Required work :: Exactly reproduce each record listed below.

Data lines ::
** begin **

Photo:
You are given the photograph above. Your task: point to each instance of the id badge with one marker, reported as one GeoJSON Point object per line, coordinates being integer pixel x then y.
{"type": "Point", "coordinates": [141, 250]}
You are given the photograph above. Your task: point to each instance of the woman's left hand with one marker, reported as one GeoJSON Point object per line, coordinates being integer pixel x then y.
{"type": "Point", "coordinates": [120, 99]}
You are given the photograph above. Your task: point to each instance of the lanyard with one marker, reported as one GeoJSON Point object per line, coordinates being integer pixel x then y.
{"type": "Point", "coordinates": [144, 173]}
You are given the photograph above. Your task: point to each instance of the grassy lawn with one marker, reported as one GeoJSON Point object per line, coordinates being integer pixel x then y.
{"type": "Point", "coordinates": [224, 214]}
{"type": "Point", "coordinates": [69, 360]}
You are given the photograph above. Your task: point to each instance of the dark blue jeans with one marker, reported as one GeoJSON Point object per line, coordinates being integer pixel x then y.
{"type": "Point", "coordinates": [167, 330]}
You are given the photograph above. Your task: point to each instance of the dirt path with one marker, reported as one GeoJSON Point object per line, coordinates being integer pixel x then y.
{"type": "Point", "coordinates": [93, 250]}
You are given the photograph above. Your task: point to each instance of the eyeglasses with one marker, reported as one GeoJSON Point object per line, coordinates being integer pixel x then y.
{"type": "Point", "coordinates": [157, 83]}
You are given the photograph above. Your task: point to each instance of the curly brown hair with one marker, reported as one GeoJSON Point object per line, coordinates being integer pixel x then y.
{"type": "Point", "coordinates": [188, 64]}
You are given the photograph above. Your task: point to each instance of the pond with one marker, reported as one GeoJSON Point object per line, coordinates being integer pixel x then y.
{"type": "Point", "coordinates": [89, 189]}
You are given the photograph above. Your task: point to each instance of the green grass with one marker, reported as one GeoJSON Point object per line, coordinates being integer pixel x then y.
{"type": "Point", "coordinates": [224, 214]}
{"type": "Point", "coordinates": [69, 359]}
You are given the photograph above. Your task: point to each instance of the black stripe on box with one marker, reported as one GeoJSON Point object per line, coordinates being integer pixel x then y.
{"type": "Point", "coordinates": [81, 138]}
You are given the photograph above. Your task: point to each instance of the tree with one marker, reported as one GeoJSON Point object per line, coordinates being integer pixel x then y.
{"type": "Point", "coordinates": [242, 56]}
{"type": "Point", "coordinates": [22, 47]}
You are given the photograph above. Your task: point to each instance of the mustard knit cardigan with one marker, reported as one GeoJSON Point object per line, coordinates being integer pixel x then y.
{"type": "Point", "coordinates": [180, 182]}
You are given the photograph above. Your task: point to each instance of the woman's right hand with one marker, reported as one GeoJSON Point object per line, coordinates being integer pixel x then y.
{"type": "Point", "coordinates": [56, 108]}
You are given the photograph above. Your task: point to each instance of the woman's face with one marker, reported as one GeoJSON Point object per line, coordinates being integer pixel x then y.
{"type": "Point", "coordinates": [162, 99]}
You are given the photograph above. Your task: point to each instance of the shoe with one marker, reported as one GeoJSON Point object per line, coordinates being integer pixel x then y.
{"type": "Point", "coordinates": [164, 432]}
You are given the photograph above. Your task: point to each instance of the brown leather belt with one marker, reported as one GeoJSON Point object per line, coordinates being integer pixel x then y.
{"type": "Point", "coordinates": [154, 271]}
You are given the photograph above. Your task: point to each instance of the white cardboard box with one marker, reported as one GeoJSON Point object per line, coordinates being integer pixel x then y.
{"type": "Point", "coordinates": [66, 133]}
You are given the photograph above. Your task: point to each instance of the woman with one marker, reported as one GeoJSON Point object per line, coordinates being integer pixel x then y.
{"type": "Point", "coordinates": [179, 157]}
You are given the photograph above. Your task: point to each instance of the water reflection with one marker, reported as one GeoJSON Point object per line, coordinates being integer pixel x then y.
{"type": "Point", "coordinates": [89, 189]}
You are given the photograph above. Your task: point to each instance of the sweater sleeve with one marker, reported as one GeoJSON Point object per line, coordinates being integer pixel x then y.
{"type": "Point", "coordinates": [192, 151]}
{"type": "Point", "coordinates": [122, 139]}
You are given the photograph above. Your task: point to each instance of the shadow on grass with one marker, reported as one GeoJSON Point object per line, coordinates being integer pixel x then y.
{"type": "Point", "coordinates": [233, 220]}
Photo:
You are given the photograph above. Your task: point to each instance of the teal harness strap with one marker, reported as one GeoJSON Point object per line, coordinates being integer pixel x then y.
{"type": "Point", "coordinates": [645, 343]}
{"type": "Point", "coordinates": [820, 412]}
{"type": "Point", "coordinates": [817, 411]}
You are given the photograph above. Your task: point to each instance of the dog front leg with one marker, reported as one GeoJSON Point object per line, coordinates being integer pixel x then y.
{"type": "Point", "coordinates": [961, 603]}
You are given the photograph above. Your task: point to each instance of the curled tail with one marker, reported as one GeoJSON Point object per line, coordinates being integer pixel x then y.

** end **

Task output ::
Photo:
You are given the photograph above. Your task: point to each instance of the id badge with one marker, reported as one GeoJSON Point object per line, coordinates being integer pixel x then y.
{"type": "Point", "coordinates": [141, 250]}
You are given the photograph above. Your task: point to each instance of the woman's left hand with one marker, reported as one GeoJSON Point object per line, coordinates being integer pixel x then y.
{"type": "Point", "coordinates": [120, 99]}
You are given the photograph above. Your task: point to each instance of the lanyard with one marker, reported as one GeoJSON Point object per line, coordinates being integer pixel x then y.
{"type": "Point", "coordinates": [144, 173]}
You are given the photograph above. Your task: point to each instance of the grassy lawn with one marker, reported as one GeoJSON Point object per line, coordinates being integer pixel x then y.
{"type": "Point", "coordinates": [224, 214]}
{"type": "Point", "coordinates": [69, 360]}
You are given the photograph above. Your task: point to each instance of the dark blue jeans with one marker, reported as one GeoJSON Point object per line, coordinates being integer pixel x then y.
{"type": "Point", "coordinates": [167, 330]}
You are given the photograph above. Your task: point to each instance of the dirt path with one marker, reported as one GeoJSON Point object per line, coordinates being integer pixel x then y.
{"type": "Point", "coordinates": [93, 250]}
You are given the photograph above. Your task: point to each instance of the eyeglasses with one marker, reported as one GeoJSON Point object per line, coordinates being integer pixel x then y.
{"type": "Point", "coordinates": [157, 83]}
You are given the photograph above. Your task: point to each instance of the curly brown hair with one marker, reported as one GeoJSON Point object per line, coordinates being integer pixel x then y.
{"type": "Point", "coordinates": [188, 64]}
You are given the photograph above. Your task: point to each instance of the pond with one marker, reported as one GeoJSON Point object per line, coordinates being integer pixel x then y.
{"type": "Point", "coordinates": [89, 189]}
You are given the photograph above. Your task: point to each instance of the green grass with one marker, reported as one GeoJSON Point object per line, coordinates being integer pixel x then y.
{"type": "Point", "coordinates": [224, 214]}
{"type": "Point", "coordinates": [69, 359]}
You are given the photograph above. Your task: point to each instance of the black stripe on box with one marker, reported as one GeoJSON Point object per line, coordinates being integer pixel x then y.
{"type": "Point", "coordinates": [81, 138]}
You are given the photograph above. Your task: point to each instance of the tree with one marker, reported as one GeoJSON Point object per line, coordinates being integer pixel x then y.
{"type": "Point", "coordinates": [242, 56]}
{"type": "Point", "coordinates": [22, 47]}
You are given the photograph above. Your task: point to each instance of the mustard knit cardigan with one marker, reported as one GeoJSON Point object per line, coordinates being integer pixel x then y.
{"type": "Point", "coordinates": [180, 182]}
You are given the photograph above. Your task: point to each instance of the woman's right hand with one marker, reported as one GeoJSON Point object per line, coordinates being integer pixel x then y.
{"type": "Point", "coordinates": [56, 108]}
You are given the photograph above. Your task: point to each instance of the woman's face with one marker, reported as one GeoJSON Point object per line, coordinates being integer pixel x then y.
{"type": "Point", "coordinates": [162, 99]}
You are given the photograph above. Your task: point to each instance of the shoe with one marker, reported as one GeoJSON Point object per line, coordinates being integer pixel x then y.
{"type": "Point", "coordinates": [164, 432]}
You are given the photograph above. Your task: point to each instance of the brown leather belt with one marker, reported as one GeoJSON Point object per line, coordinates being integer pixel x then y.
{"type": "Point", "coordinates": [154, 271]}
You are given the photograph above. Your task: point to each instance of the white cardboard box with one marker, reported as one GeoJSON Point object per line, coordinates being integer pixel x then y.
{"type": "Point", "coordinates": [66, 133]}
You are given the photograph above. Your task: point to each instance of the woman with one marker, reported as one GeoJSON Point object per line, coordinates being integer pixel x then y.
{"type": "Point", "coordinates": [179, 157]}
You are given the photograph above. Your task: point to each instance of the water reflection with one marker, reported as one GeoJSON Point object per line, coordinates being integer pixel x then y.
{"type": "Point", "coordinates": [89, 189]}
You are given the photograph above. Your task: point to each instance of the sweater sleeve with one marker, reported as one GeoJSON Point object per line, coordinates being integer pixel x then y.
{"type": "Point", "coordinates": [192, 151]}
{"type": "Point", "coordinates": [122, 139]}
You are given the photograph above. Your task: point to each instance of the shadow on grass with one marker, reported as one GeoJSON Point object per line, coordinates being integer pixel x then y.
{"type": "Point", "coordinates": [233, 220]}
Photo:
You are given the photograph above. Your task: point to each instance of the teal harness strap with one marker, reported as one GeoJSON Point object per line, coordinates being integer pixel x then y.
{"type": "Point", "coordinates": [645, 343]}
{"type": "Point", "coordinates": [820, 412]}
{"type": "Point", "coordinates": [817, 411]}
You are given the photograph above. Your task: point to each instance of the dog front leg with one marker, reported as one GeoJSON Point object per line, coordinates being integer pixel x then y.
{"type": "Point", "coordinates": [961, 603]}
You are given the photograph above. Your task: point to each instance of the curled tail with one marker, reported as one GeoJSON Point object per line, coordinates being integer pixel x then y.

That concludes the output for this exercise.